** begin **
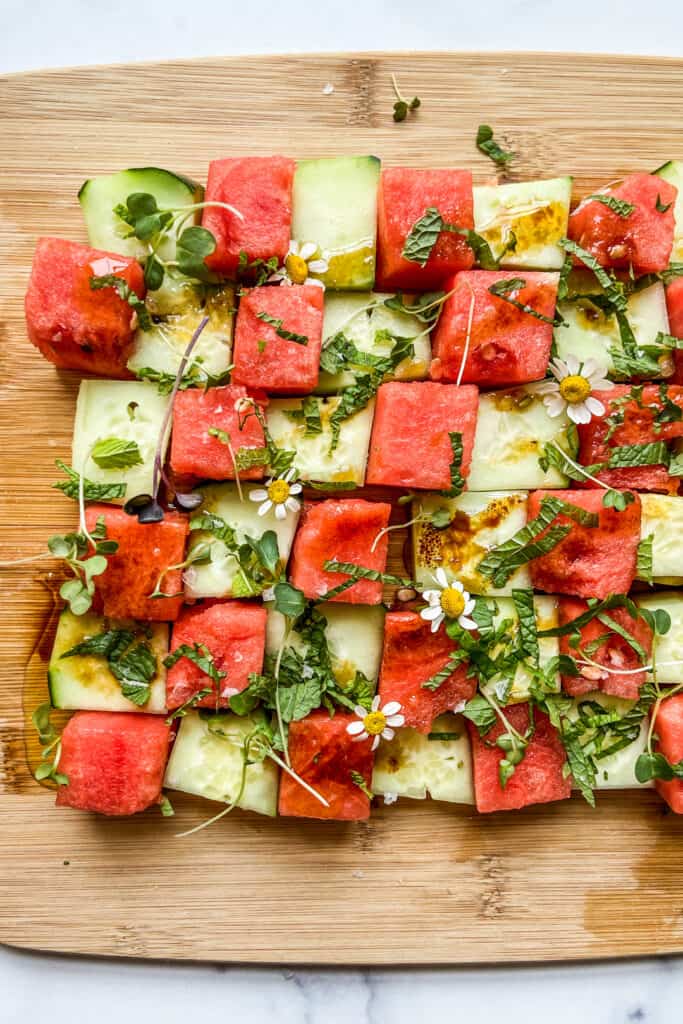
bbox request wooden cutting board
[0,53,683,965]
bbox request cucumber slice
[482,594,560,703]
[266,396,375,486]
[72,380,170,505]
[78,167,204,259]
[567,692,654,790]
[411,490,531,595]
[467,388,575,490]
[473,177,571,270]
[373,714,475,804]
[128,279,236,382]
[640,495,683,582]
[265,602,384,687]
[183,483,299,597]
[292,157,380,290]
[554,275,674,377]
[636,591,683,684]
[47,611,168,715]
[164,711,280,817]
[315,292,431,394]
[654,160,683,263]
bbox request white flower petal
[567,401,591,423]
** end **
### Work required
Rewrite all the records above, replacing "cucumber slice" with "sliced cucumber" and changing nothing else. Leave the pictures out of your answer.

### Solution to the exercise
bbox request wooden cutting board
[0,53,683,965]
bbox request sliced cucumber
[482,594,560,703]
[266,396,375,486]
[72,380,170,505]
[78,167,204,259]
[567,692,654,790]
[411,490,531,595]
[467,388,575,490]
[473,177,571,270]
[373,714,475,804]
[128,279,236,382]
[640,495,683,582]
[265,602,384,687]
[183,483,299,597]
[292,157,380,290]
[554,275,674,377]
[636,591,683,684]
[47,611,168,715]
[164,711,280,817]
[315,292,431,394]
[654,160,683,263]
bbox request white flower petal
[567,401,591,423]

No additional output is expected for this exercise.